INSTRUCTION:
Shift every bounding-box coordinate in the answers up by 51 and write out the material again, keeping the requests and format lines with their numbers unchanged. Begin at the start of the material and stop after the line that contains "[[427, 3, 449, 38], [474, 4, 492, 45]]".

RECORDS SHOWN:

• • • • • • •

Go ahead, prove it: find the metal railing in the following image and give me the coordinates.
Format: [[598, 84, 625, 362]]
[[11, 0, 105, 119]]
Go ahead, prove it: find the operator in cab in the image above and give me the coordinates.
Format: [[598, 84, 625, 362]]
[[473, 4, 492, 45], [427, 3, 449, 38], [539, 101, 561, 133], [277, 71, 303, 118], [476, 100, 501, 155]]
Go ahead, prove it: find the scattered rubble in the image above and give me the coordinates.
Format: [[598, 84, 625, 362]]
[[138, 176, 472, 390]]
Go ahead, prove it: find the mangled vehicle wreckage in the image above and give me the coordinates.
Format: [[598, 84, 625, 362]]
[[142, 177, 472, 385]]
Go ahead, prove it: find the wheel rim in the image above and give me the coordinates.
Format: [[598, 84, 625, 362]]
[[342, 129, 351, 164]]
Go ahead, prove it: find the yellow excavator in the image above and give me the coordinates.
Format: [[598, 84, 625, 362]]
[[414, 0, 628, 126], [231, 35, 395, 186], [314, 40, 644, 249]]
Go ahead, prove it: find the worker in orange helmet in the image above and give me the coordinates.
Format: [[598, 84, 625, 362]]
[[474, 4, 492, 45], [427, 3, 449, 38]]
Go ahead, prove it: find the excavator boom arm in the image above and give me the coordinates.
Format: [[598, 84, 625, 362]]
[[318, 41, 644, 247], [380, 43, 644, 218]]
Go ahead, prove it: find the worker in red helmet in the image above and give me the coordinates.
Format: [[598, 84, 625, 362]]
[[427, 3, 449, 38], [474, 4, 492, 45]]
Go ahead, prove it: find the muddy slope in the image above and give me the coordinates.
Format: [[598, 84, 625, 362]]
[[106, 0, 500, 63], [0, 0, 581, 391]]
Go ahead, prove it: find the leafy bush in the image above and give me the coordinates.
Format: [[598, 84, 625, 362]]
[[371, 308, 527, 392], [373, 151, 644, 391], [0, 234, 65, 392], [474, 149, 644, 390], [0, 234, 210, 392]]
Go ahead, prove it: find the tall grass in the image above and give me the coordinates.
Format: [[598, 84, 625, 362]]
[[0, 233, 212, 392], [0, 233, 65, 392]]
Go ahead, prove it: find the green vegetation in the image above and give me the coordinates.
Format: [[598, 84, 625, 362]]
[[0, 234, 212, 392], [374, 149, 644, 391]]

• • • • • • •

COMPLETED TASK:
Go ahead, prove it: find the metal railing in the following image and give me the coordinates.
Format: [[598, 84, 625, 362]]
[[62, 51, 156, 170]]
Go ahead, prove it: find the operator in cab in the image above and give me the coordinates.
Format: [[598, 84, 625, 362]]
[[524, 55, 543, 96], [478, 54, 500, 89], [590, 152, 612, 184], [328, 122, 354, 169], [527, 151, 552, 206]]
Go ahead, prove it: find the scattered rubble in the image above and give me the coordinates.
Format: [[598, 84, 625, 362]]
[[189, 227, 523, 441]]
Go ahead, prove it: find the mangled vehicle wreckage in the image above and give me the coordinates.
Format: [[598, 84, 625, 362]]
[[193, 228, 523, 436]]
Go ahead, prove it: find the wheel rim in the image above and give me the coordinates.
Format: [[598, 84, 625, 362]]
[[393, 180, 402, 215]]
Go ahead, prove it: find the yellow excavator in the image above and give me the coordinates.
Format: [[598, 84, 625, 362]]
[[465, 51, 679, 177], [282, 86, 446, 237], [365, 91, 695, 300]]
Go ahead, prove it: find the worker in orange helmet in the image above and give me the coordinates.
Format: [[598, 84, 625, 362]]
[[525, 55, 543, 96], [478, 54, 500, 89]]
Go ahead, prove it: find the excavator boom arm in the image above and give me the coordinates.
Format: [[598, 84, 625, 362]]
[[369, 92, 695, 298], [431, 94, 695, 269]]
Go ahead, prove it: find the worker in red helmet in the image above and give me the coordinates.
Format: [[598, 84, 625, 362]]
[[478, 54, 500, 89], [525, 55, 543, 96]]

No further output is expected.